BEGIN Quoted passage
Efficient C
Volume Number: 9
Issue Number: 8
Column Tag: C Workshop
Efficient C Programming 
High-level optimizations
By Mike Scanlin, MacTech Magazine Regular Contributing Author
This article explains and gives examples of how to get better code generation for
common operations and constructs in C on the Macintosh. These higher level
optimizations will, on average, produce faster and smaller code in other languages as
well (C++, Pascal). Some of them will make your code harder to read, more difficult
to port, and possibly have a negative performance impact on non-680x0 CPUs.
However, for those cases where you’re optimizing your bottlenecks for the 680x0
CPUs, these tricks will help you.
There are several things you can do to your code independent of which language or
compiler you’re using in order to improve performance. Let’s start with those.
FILE INPUT/OUTPUT
There are three things to know in order to produce optimal file I/O: (1) always
read/write in sector aligned amounts, (2) read/write in as big of chunks as possible
and, (3) be sure to disable Apple’s disk cache.
From the Mac file system’s point of view, files are made up of blocks. From a
disk driver point of view blocks are made up of sectors. A sector is usually 512 bytes.
On large disks a block can be 10K or larger (files are a minimum of 1 block in size).
You can get the exact block size by doing a GetVInfo and checking the
volumeParam.ioVAlBlkSiz field. Your buffers should be multiples of this amount when
reading and writing to that particular volume (and if not, then they should at least be
multiples of the sector size) and should begin on a block boundary (or, at a minimum,
a sector boundary) within the file. Your reads/writes will be 2x faster if you
read/write aligned sectors than if you don’t.
Recently while implementing a virtual memory scheme I had to determine the
optimal VM page size for maximum disk throughput (measured in bytes/second). After
testing a variety of page sizes on a variety of CPUs and hard disks, I determined that
the optimal size was 64K. If you read and write less than 64K at a time you will not be
minimizing disk I/O time (and for very small reads and writes you will be paying a
significant throughput penalty). Here’s an experiment for the unbelievers: write a
little program that writes an 8MB file 512 bytes at a time and then writes another
8MB file 64K at a time. You should find that the 64K at a time case is 8x to 40x faster
than the 512 byte at a time case. Then try reading in that 8MB file 512 bytes at a time
and then 64K at a time. It should be about 35x to 40x faster for the 64K case (your
actual times will depend on your CPU and your hard drive).
END Quoted passage
BEGIN Supplied data
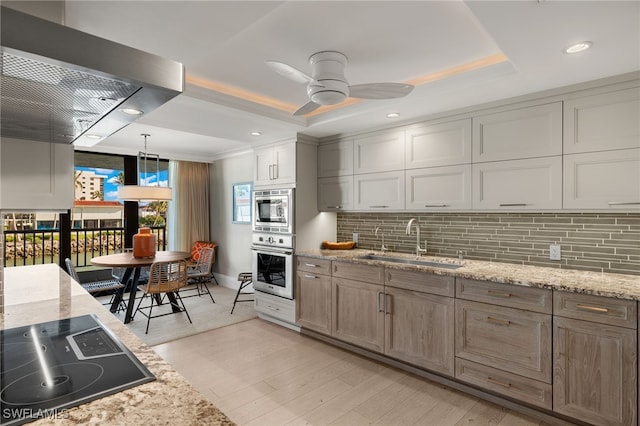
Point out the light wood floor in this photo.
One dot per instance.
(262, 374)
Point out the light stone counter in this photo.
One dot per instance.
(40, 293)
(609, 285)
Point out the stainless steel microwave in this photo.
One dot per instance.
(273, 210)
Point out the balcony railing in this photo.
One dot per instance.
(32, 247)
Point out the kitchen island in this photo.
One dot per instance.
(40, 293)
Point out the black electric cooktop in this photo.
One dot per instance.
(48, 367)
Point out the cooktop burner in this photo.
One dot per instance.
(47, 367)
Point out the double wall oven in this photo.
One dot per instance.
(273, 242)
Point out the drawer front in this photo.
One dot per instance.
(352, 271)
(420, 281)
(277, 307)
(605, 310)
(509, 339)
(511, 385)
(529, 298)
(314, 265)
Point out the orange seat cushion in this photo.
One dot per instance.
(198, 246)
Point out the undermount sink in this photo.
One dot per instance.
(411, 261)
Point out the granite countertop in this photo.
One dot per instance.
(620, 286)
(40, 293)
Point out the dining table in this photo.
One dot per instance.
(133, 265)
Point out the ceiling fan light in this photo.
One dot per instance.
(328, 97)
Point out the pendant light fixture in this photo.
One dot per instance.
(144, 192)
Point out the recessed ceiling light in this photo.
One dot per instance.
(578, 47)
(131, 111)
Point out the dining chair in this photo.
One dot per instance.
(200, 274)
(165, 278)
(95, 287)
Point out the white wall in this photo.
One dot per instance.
END Supplied data
## Problems to work on
[1] Write out the efficient C article from "There are several" up to and including "Apple’s disk cache.", renaming "compiler" to "toolchain".
[2] Carry the efficient C article on from the point where it stops.
These lines were taken from a separate source.

## Outputs for the tasks
[1]
There are several things you can do to your code independent of which language or
toolchain you’re using in order to improve performance. Let’s start with those.
FILE INPUT/OUTPUT
There are three things to know in order to produce optimal file I/O: (1) always
read/write in sector aligned amounts, (2) read/write in as big of chunks as possible
and, (3) be sure to disable Apple’s disk cache.

[2]
Lastly, if you are using large aligned I/O buffers you should turn off Apple’s disk
cache for your reads and writes. IM Files pg. 2-95 says that you can do this by setting
bit 5 of ioPosMode before a Read or Write call. In those cases where the cache is
kicking in, you’ll be 13x faster by forcing it off. For a complete explanation of Apple’s
disk cache, see “Apple’s Lame Disk Cache” on pg. 75 of April 1993 MacTech.
OTHER LANGUAGE-INDEPENDENT THINGS
In a previous MacTech article (Sept 1992) I droned on and on about aligning
your data structures and stack usage. That’s true in any language on the Mac (because
it’s a result of the 680x0 architecture). Do it.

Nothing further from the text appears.